#### [TASKS FOR THIS EXERCISE]
a. In the forum discussion on the hallmarks of civilization, how can the achievements of Asia be used to justify Europe's superiority? Answer in one to three sentences.
b. In the discussion of civilization, how do scholarly concepts most often frame "civilisation," compared with pop culture?
c. Continue the forum discussion on the hallmarks of civilization, picking up after its final sentence.

#### [PAGE TEXT]
====================
What are the Hallmarks of Civilization?

Do Europeans really think they're the most civilised? I struggle to think of any culture which has produced well respected thinkers that puts other cultures on a pedestal higher than themselves. Not even the most right-wing, outwardly racist would claim that the Egyptians or Babylonians didn't have a superior civilization (what ever that means) for millennia before European. Heck, the very fact we're having this discussion here and now shows that people aware of what biases they have and can try to correct for them (or even over compensate)
The question isn't really what Europeans think of the world map circa 1000BCE, it's what they think of the world map today, or at least in the last five hundred years. Babylon and Egypt fit into a narrative of "Western Civilisation", a steady march from Sumer to Paris, with Europe and, in some versions, to North America, as the true and first-born heirs to those ancient cultures. The very achievements of Asia become justification for the superiority of Europe, on the grounds that Europeans alone have built on those achievements. The common belief in the West is that the Middle East never really improved upon the Achaemenids, and even that it slid backwards, that whatever modernity they possess is a recent, Western importation.

Anyway, I'm not sure what you're point is @Traitorfish or @JohannaK?
"Civilisation", as usually understood, is not a useful concept. Classifying cultures into "civilised" or "uncivilised", even if we could find a coherent method for doing so, and we cannot, doesn't tell us anything about those cultures that isn't better articulated in other ways. As I pointed previously, of the criteria for civilisation generally introduced, you will find at least one exception, until it becomes clear that no given criteria is necessary, that a given culture need fulfill only enough to satisfy a gut-sense of civilised-ness, which as I suggest above is usually based more ethical and aesthetic considerations than on political, economic or sociological ones.

There are, I think, scholarly concepts of "civilisation" which are useful, however, these are often at odds with the concept of "civilisation" as represented by, for example, the Civilisation series, and certainly with the aesthetic and ethical priorities it expresses. They are called "civilisation" partly out of conservatism, partly out of a lack of a better name; most often, they frame "civilisation" as a practice, while pop culture defines it as a thing, like "Western civilisation", or a quality, as in "civilised versus uncivilised". The name "civilisation" is not really necessary and, I would argue, carries more in the way of baggage than it offers in the way of clarity. We have more to win by abandoning the term and just talking about the cultures themselves.
====================
#### [SUPPLIED MATERIAL]
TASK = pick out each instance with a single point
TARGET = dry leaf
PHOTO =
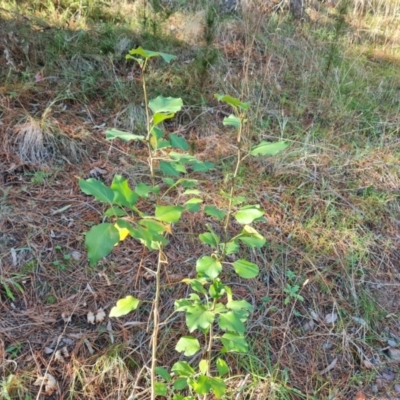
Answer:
====================
#### [RESULTS IN ORDER]
a. According to the "Western Civilisation" narrative, Europeans alone have built on those achievements. This makes Europe the true heir to ancient cultures such as Babylon and Egypt, so their accomplishments come to support the claim that Europe is superior.

b. Scholarly concepts frame it as a practice, while pop culture treats it as a thing or a quality.

c.
It seems to be that civilization is a messy and biased concept, therefore it isn't worth discussing. The former is definitely true, but the latter doesn't follow. *Everything* is a messy and biased concept outside perhaps pure mathematics. That doesn't mean they are not worthy of discussion. Make your point as well as you can, while getting rid of whatever biases you can. Somebody else can then do the same thing with their biases. This was you can then find out what the difference is and both move towards an answer you both agree on while - even more importantly - becoming aware of your own biases. If everyone involved has the same biases this doesn't work. So you try and diversify the people taking part (say, by doing this on an internet forum), or accept that your answer isn't perfect but at least satisfies as many people as possible.

The refusal to approach a topic because you cannot individually be impartial, unbiased, or it is impossible to define terms properly is ridiculous. That rules out a discussion of everything in history but the driest and shallowest of timelines. The interesting part of history is how cultures, peoples and ideas develop. We can never approach this from a completely detached point of view. So what? It's still fun and enlightening to do so.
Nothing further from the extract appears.